# Tell Me About This Pattern



## trailhorserider (Oct 13, 2009)

WOW, he's beautiful!!!

I will let the appy experts name the pattern (I would just sort of call him a blanket Appaloosa myself). 

I would think he is mostly if not all Appaloosa. Maybe Pony of the Americas because of his height? But he really looks more "horse" than pony to me. I don't know........ I just wanted to say he is stunning! He will turn heads wherever he goes. Congratulations!


----------



## WhattaTroublemaker (Aug 13, 2013)

I'm thinking varnish roan, because of the white hairs on the face, etc. I'll post a picture of my 3 yo app, he's varnishing out, and has a blanket like yours.


----------



## Triumvirate (Jan 24, 2015)

What a gorgeous horse!!

I don't think he's varnish roan though. But here's a bare bones appy color chart that may give you an idea:


----------



## texasgal (Jul 25, 2008)

Looks like blanketed with spots, with varnish roan. He will likely get lighter and lighter on his head and neck until he resembles a leopard.

He's a colorful one! Oh, and some lines of foundation type apps can continue growing until they are 5 or 6 .. but since we don't know his breeding.....


----------



## BlindHorseEnthusiast4582 (Apr 11, 2016)

I would think maybe he's a mix of blanket and leopard patterns?? That's the best I can think of, but even with that his neck looks almost like a grey roan. 


I really don't know for sure but he's stunning regardless!


I also agree with the above that he could be a varnish roan with a blanket, like this one:


----------



## ApuetsoT (Aug 22, 2014)

Looks like Lp/lp Ptn/ptn on black(I don't see any bronzing)


----------



## kiltsrhott (Mar 11, 2012)

When I was showing ApHC years ago, this would have been called "partial leopard" or "near leopard", but these terms can be a bit misleading. Horses like this are usually born with a blanket and then varnish out. They may always look varnish-y, or they might lighten to an almost full leopard. They are basically blanketed appaloosas that also posses the varnish characteristic.


----------



## JewelsOK (Apr 11, 2016)

Thank you everyone! I realized I made a mistake with his age, he is actually 5 according to the vet because he has his adult teeth and canines. So he really probably won't make 14.2 if he is barely 14hh right now? Does this mean he is not an Appaloosa, but a POA instead?

And if he doesn't have a long flowing mane yet, it's not likely to happen, huh? I think is little mohawk is cute!!

I'm looking forward to watching to see how his coat color may change over the years. 

Now I have to come up with a name!! Some that I am considering are: Baxter, Bennet, Deacon, Dexter, Eli, Finnegan, Gatsby, Orion, Ronan, Sawyer, Sebastian, Thaddeus, Theodore.


----------



## kiltsrhott (Mar 11, 2012)

If you don't know his breeding, then he may or may not be an appaloosa or POA, or any cross. Most appaloosas stand around 15-ish hands, but there is a lot of variation within the breed. I've seen them less than 14.2 and upwards of 17 hands. You'll never really know, but that shouldn't matter. Your guy is super cute! Enjoy him!

----------------------------------------

→ Stated goal A: Write out the passage in the horse pattern thread from "## texasgal (Jul" to "a grey roan.".
→ Stated goal B: Give every distinct username that heads a post in the horse pattern thread, listing each only once.

→ Data extract:
----------------------------------------

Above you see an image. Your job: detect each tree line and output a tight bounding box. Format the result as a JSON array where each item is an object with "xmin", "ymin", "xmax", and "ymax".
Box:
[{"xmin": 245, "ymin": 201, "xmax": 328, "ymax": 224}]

----------------------------------------

→ Correct answer A:
## texasgal (Jul 25, 2008)

Looks like blanketed with spots, with varnish roan. He will likely get lighter and lighter on his head and neck until he resembles a leopard.

He's a colorful one! Oh, and some lines of foundation type apps can continue growing until they are 5 or 6 .. but since we don't know his breeding.....


----------



## BlindHorseEnthusiast4582 (Apr 11, 2016)

I would think maybe he's a mix of blanket and leopard patterns?? That's the best I can think of, but even with that his neck looks almost like a grey roan.

→ Correct answer B: trailhorserider, WhattaTroublemaker, Triumvirate, texasgal, BlindHorseEnthusiast4582, ApuetsoT, kiltsrhott, JewelsOK